→ EXERCISE INSTRUCTIONS: Copy every line of the material below word for word, without changing anything.
┌────────
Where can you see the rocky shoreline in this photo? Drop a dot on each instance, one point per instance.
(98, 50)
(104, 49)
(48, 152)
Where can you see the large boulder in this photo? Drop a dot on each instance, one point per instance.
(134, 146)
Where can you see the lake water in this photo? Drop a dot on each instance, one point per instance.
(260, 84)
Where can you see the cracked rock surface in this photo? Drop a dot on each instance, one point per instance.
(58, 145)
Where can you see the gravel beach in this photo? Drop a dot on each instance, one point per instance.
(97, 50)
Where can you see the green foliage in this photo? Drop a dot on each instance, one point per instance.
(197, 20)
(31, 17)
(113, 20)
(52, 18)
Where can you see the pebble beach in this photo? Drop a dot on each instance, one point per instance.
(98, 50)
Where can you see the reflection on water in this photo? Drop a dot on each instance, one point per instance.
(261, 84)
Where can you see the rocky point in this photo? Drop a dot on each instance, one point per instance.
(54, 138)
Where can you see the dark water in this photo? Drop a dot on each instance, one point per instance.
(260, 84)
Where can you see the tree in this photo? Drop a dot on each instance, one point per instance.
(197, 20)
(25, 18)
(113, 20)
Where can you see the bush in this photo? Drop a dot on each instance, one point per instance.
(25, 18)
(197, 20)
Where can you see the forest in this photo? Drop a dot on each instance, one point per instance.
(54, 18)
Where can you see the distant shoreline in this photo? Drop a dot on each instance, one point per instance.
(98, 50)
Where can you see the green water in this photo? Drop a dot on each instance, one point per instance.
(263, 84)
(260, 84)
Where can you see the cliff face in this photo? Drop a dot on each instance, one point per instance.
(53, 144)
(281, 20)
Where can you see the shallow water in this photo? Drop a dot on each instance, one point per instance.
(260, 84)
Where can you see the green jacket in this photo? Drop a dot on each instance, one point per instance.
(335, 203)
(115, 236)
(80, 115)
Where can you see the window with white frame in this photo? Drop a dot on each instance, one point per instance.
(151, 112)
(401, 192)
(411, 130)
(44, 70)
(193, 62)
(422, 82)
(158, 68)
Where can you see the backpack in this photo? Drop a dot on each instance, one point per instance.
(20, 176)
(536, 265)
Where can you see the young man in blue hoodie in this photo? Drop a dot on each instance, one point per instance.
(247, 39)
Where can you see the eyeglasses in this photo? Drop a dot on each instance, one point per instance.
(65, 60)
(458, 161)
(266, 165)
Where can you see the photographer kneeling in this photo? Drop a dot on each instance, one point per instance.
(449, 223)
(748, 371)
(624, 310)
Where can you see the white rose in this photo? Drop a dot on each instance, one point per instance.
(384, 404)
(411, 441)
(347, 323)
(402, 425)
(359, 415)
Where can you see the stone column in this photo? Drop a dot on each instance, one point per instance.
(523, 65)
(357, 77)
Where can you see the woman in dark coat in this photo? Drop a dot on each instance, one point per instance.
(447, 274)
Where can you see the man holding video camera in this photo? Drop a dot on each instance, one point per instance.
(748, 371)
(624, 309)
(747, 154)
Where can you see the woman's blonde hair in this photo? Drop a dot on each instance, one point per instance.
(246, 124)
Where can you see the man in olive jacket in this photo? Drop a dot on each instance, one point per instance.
└────────
→ COMPLETE ANSWER:
Where can you see the rocky shoreline in this photo? Drop a dot on each instance, one point per instance.
(98, 50)
(104, 49)
(48, 152)
Where can you see the large boulder in this photo? Drop a dot on each instance, one point per instance.
(134, 146)
Where can you see the lake water in this photo? Drop a dot on each instance, one point per instance.
(260, 84)
Where can you see the cracked rock surface in this photo? Drop a dot on each instance, one point per instance.
(58, 145)
Where can you see the gravel beach in this photo? Drop a dot on each instance, one point per instance.
(97, 50)
Where can you see the green foliage in this photo? Drop a dot on each instance, one point per instance.
(197, 20)
(31, 17)
(113, 20)
(52, 18)
Where can you see the pebble beach in this photo? Drop a dot on each instance, one point per instance.
(98, 50)
Where can you see the reflection on water in this photo? Drop a dot on each instance, one point per instance.
(261, 84)
Where can you see the rocky point in this photo? Drop a dot on each instance, one point per instance.
(54, 138)
Where can you see the dark water in this photo? Drop a dot on each instance, one point per instance.
(260, 84)
Where can you see the tree in this photo? Drop a dot on each instance, one point per instance.
(197, 20)
(25, 18)
(113, 20)
Where can you see the bush in this photo? Drop a dot on each instance, one point per instance.
(25, 18)
(197, 20)
Where can you see the forest in this photo? Drop a dot on each instance, one point per instance.
(54, 18)
Where can you see the distant shoreline in this photo? Drop a dot on each instance, one point per instance.
(98, 50)
Where can you see the green water in this photo? Drop a dot on each instance, one point per instance.
(263, 84)
(260, 84)
Where can you see the cliff face in this photo? Drop a dot on each instance, one point per instance.
(53, 144)
(281, 20)
Where can you see the shallow water in this photo? Drop a dot on each instance, one point per instance.
(260, 84)
Where can you see the green jacket in this photo? Drop a dot on each instance, one point per instance.
(335, 203)
(115, 236)
(80, 115)
Where can you see the window with white frame in this photo? Drop a dot on each instance, one point per instance.
(151, 112)
(401, 192)
(411, 130)
(44, 70)
(193, 62)
(422, 82)
(158, 68)
Where can you see the backpack in this photo? Drop a dot on each instance, one point per instance.
(20, 176)
(536, 265)
Where can you see the young man in blue hoodie in this photo? Drop a dot on each instance, one point per instance.
(247, 39)
Where can you see the eyeglasses in this photo? Drop a dot on each instance, one point per instance.
(65, 60)
(458, 161)
(266, 165)
Where can you see the photographer kneeling in this photo? Drop a dot on each instance, one point per instance.
(449, 223)
(748, 371)
(624, 310)
Where can you see the white rose in this photo? Drop a dot on each instance, one point per instance.
(384, 404)
(411, 441)
(347, 323)
(402, 425)
(359, 415)
Where can you see the stone column in this photo? Drop a dot on each instance, one point per instance.
(523, 65)
(357, 77)
Where can you see the woman in dark coat in this photo? Drop a dot on each instance, one point per instance.
(447, 274)
Where can you see the man holding video camera in this photo? Drop a dot on each instance, one point per instance.
(748, 371)
(624, 309)
(747, 154)
Where can you see the woman's blonde hair in this photo? Drop a dot on each instance, one point per instance.
(246, 124)
Where can you see the man in olive jacket in this photo? Drop a dot on each instance, one point per instance.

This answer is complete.